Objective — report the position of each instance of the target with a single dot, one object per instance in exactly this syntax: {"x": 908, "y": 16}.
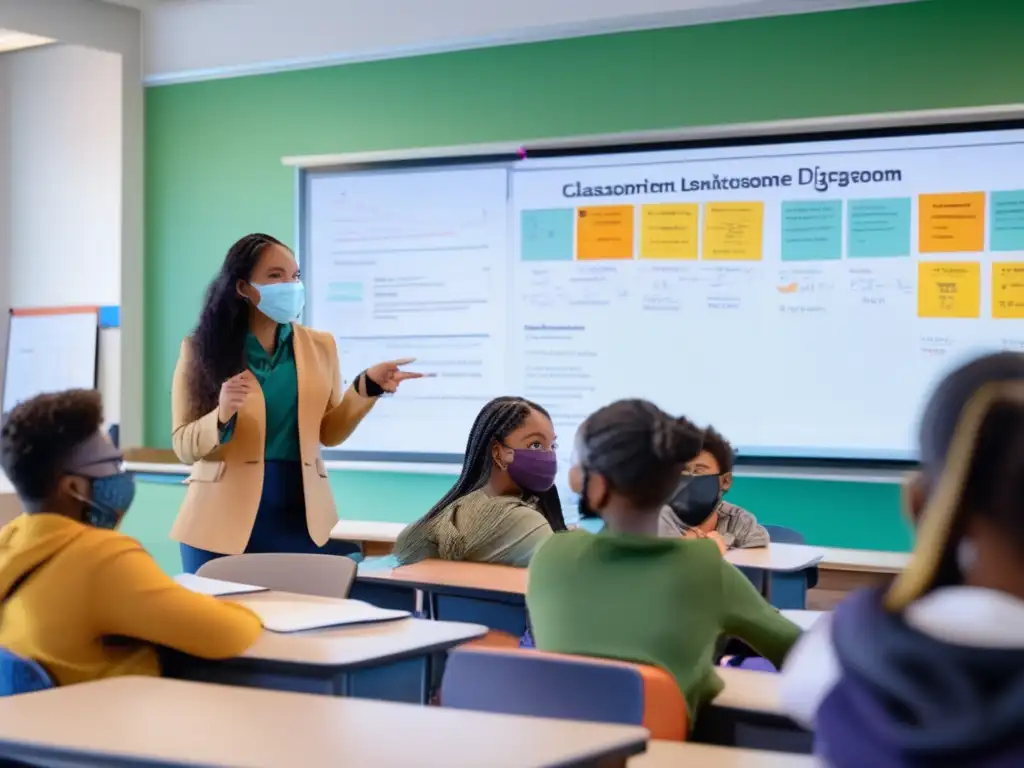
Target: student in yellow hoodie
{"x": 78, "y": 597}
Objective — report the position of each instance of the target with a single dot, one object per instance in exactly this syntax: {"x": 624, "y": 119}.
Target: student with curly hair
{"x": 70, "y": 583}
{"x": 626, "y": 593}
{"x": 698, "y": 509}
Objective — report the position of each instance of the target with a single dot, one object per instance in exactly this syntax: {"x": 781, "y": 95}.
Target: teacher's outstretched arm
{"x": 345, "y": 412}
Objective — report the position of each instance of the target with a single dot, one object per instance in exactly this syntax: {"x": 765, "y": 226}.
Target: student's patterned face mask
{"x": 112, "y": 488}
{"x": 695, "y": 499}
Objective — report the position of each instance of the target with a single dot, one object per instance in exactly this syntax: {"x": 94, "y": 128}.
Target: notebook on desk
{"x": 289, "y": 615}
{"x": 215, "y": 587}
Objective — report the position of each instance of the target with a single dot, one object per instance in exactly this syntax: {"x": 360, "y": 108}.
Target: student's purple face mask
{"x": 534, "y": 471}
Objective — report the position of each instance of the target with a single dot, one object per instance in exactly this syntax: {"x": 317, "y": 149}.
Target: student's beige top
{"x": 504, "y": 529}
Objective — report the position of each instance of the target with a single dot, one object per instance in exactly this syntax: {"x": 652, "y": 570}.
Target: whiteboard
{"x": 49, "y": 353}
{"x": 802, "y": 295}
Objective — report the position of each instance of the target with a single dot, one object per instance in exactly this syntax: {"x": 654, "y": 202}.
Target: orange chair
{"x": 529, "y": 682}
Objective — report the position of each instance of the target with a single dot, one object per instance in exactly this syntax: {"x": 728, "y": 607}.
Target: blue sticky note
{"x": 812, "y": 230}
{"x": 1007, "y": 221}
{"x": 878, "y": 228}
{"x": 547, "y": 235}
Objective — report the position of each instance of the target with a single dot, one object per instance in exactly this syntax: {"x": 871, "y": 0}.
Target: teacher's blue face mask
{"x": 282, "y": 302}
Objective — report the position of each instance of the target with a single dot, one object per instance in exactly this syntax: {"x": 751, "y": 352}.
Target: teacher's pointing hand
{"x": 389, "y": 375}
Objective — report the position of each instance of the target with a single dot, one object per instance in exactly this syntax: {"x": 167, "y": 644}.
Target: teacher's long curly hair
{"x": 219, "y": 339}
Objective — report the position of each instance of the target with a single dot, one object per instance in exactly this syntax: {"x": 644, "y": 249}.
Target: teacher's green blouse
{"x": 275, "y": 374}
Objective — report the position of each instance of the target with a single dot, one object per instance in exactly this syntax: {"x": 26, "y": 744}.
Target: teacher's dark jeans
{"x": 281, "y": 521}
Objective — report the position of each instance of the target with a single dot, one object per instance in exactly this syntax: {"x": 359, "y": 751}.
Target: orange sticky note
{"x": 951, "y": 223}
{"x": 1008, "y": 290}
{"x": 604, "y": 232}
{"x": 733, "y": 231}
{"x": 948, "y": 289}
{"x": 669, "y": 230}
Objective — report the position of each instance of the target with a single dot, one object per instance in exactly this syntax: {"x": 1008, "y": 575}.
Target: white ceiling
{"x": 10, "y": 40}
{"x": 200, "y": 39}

==============================

- Exercise brief -
Your task is an exact transcription of all the data, minus the pictures.

- Answer below -
Objective — report the position of each instance of the target with a single dot, one object per instance in exactly this syntax: {"x": 908, "y": 16}.
Target: student in yellow hoodie
{"x": 78, "y": 597}
Objective — report the position of each instance of the target with a single dot, one object per instance in exactly this syntax: {"x": 624, "y": 119}.
Target: student with curly hair
{"x": 70, "y": 583}
{"x": 626, "y": 593}
{"x": 698, "y": 509}
Objective — report the position of each instance of the target with a single dot, one object per instance in exactly this syntax: {"x": 781, "y": 95}.
Target: teacher's outstretched arm
{"x": 345, "y": 412}
Objective — report the position of each instance of the target with a single dot, one object per instance in exactly this syntax: {"x": 765, "y": 226}.
Target: student's patterned face mask
{"x": 112, "y": 488}
{"x": 695, "y": 499}
Objective — report the position of each instance of the target with a single dot, one object per instance in exactly this syntax: {"x": 94, "y": 128}.
Target: notebook on desk
{"x": 289, "y": 615}
{"x": 215, "y": 587}
Objective — report the position of each instance of the target with a single dot, one object per instance in exactly this syntax: {"x": 360, "y": 108}.
Target: student's purple face mask
{"x": 534, "y": 471}
Objective — report the position of each instance of the target with a single dot, one object per instance in exactly this syntax: {"x": 317, "y": 149}.
Target: student's beige top
{"x": 504, "y": 529}
Objective — report the position of each instance of the target with a single dot, one object per instance in exactly this syntax: {"x": 652, "y": 570}.
Target: whiteboard
{"x": 49, "y": 353}
{"x": 802, "y": 295}
Objective — report the position of each instance of the target with a single dot, one object per instance in exactly this syntax: {"x": 654, "y": 202}.
Target: orange chair
{"x": 529, "y": 682}
Objective — report the position of each instance of the target with a single dot, one object per instance in exactly this syntax: {"x": 728, "y": 607}.
Target: blue sticky note
{"x": 812, "y": 230}
{"x": 1007, "y": 221}
{"x": 878, "y": 228}
{"x": 547, "y": 235}
Objective — report the position of each instance of the target with a single dot, one object per instance in exactly this syntax: {"x": 871, "y": 0}.
Target: teacher's blue face mask
{"x": 282, "y": 302}
Objective — report the position of each instance of the target with a single dot, one object per instance in exactly this syntax: {"x": 751, "y": 352}.
Target: teacher's pointing hand
{"x": 389, "y": 375}
Objective — report the position of each instance of the target with a single dot, one object per instance in exactly this syntax: {"x": 167, "y": 644}.
Target: teacher's long curly hair
{"x": 219, "y": 339}
Objective — report the position of each instance of the target with a single dot, one object per instance in exactly this syntax: {"x": 644, "y": 249}.
Target: teacher's green blouse
{"x": 275, "y": 374}
Objective — report the position of each instance of the target with a single dot, one object per instance in exactly this syntax: {"x": 26, "y": 744}.
Target: teacher's dark jeans
{"x": 281, "y": 521}
Objective — report the position of each instance of the target with a single dot, one object per instance in exactly this syntax: {"x": 359, "y": 751}.
Target: orange sticky note
{"x": 951, "y": 223}
{"x": 1008, "y": 290}
{"x": 604, "y": 232}
{"x": 733, "y": 231}
{"x": 948, "y": 289}
{"x": 669, "y": 230}
Objective — report the position of each instance of the target with a single dot, one object per instance in exactly this syntax: {"x": 1008, "y": 575}.
Target: white ceiling
{"x": 10, "y": 40}
{"x": 200, "y": 39}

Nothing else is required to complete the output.